[PASSAGE PROVIDED]
· · · ·
2.2. Gaussian Process Regression

GPR is a machine learning technique, based on Bayesian theory and statistical learning which has wide applicability to complex regression problems with multiple dimensions and non-linearity [18]. The basic theory of prediction with Gaussian processes dates back to the 1940s [23,24], and, since then, there have been many developments and insights gained into using Gaussian Processes as a regression technique. For example, Jerome Sacks and Wynn [25] introduced GPR for computer experiments and used parameter optimisation in the covariance function and also applied it to experimental design, i.e., the choice of input that provides the most information. Moreover, Rasmussen and Williams [18] described GPR in a machine learning context, and expressed the optimisation of the GPR parameters in terms of co-variance functions.

A python library GPy was used to perform the GPR [26]. Important to the performance of the GPR is the choice of kernel. Here we use a radial basis function (RBF) kernel which has three hyperparameters; length, kernel variance, and the standard deviation of the Gaussian noise. These hyperparameters are automatically tuned via GPy.

2.3. Generative Adversarial Networks

A Generative Adversarial Network (GAN) consists of two neural networks: a generative model or generator, G, and a discriminative model or discriminator, D. The models are trained simultaneously resulting in a generator that can produce samples which appear to be taken from the same distribution as the training data. During training, the generator tries to fool the discriminator that it is generating real data, see [4]. For each data point the following combined loss function is defined for G and D:

L = min_{G} max_{D} [log (D (x)) + log (1 - D (G (α)))]

(1)

where

x \in P_{r}

is a sample from the real data and

α

represents the latent variables. The generator and discriminator are essentially playing a two-player min-max game through the corresponding function

V (G, D)

[4]:

min_{G} max_{D} V (D, G) = E_{x \sim P_{r} (x)} [log D (x)] + E_{z \sim p_{α} (α)} [log (1 - D (G (α)))] .

(2)

GANs are notoriously difficult to train, often reported to suffer from mode collapse and the vanishing gradient problem [14]. Mode collapse occurs when the generator G produces only one solution, or a limited set of solutions, which is/are able to fool the discriminator, and the vanishing gradient problem is described below (Section 2.4).
· · · ·
[Data records]
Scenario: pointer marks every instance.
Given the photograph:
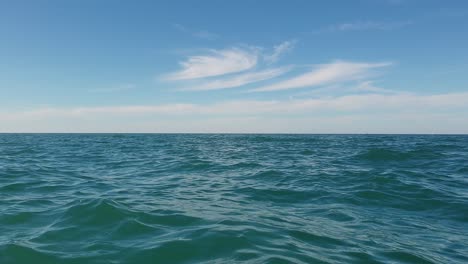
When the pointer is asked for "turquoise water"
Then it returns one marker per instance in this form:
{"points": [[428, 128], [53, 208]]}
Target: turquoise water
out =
{"points": [[136, 198]]}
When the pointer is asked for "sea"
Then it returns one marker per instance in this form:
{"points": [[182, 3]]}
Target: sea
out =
{"points": [[233, 198]]}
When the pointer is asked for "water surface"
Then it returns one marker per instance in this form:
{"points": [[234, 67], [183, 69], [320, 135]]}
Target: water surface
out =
{"points": [[156, 198]]}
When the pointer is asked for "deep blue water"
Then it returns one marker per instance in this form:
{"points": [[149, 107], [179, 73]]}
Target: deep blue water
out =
{"points": [[156, 198]]}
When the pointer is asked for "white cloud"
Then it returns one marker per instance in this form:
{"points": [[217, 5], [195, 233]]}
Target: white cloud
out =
{"points": [[399, 102], [279, 50], [216, 63], [325, 74], [238, 80], [364, 113]]}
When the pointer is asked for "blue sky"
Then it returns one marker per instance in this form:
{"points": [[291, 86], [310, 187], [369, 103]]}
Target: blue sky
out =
{"points": [[369, 66]]}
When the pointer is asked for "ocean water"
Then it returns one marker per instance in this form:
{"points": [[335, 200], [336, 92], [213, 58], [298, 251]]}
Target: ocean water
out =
{"points": [[156, 198]]}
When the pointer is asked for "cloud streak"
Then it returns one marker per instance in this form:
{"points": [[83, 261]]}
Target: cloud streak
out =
{"points": [[239, 80], [279, 50], [364, 113], [338, 71], [216, 63]]}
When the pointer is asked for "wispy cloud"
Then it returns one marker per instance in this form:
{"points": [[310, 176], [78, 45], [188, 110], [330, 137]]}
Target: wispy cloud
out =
{"points": [[216, 63], [364, 113], [202, 34], [401, 102], [239, 80], [338, 71], [279, 50]]}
· · · ·
Print the passage on Gaussian processes and GANs word for word, everything from "represents the latent" down to "below (Section 2.4).". Work only from the passage on Gaussian processes and GANs.

[ANSWER TO THE TASK]
represents the latent variables. The generator and discriminator are essentially playing a two-player min-max game through the corresponding function

V (G, D)

[4]:

min_{G} max_{D} V (D, G) = E_{x \sim P_{r} (x)} [log D (x)] + E_{z \sim p_{α} (α)} [log (1 - D (G (α)))] .

(2)

GANs are notoriously difficult to train, often reported to suffer from mode collapse and the vanishing gradient problem [14]. Mode collapse occurs when the generator G produces only one solution, or a limited set of solutions, which is/are able to fool the discriminator, and the vanishing gradient problem is described below (Section 2.4).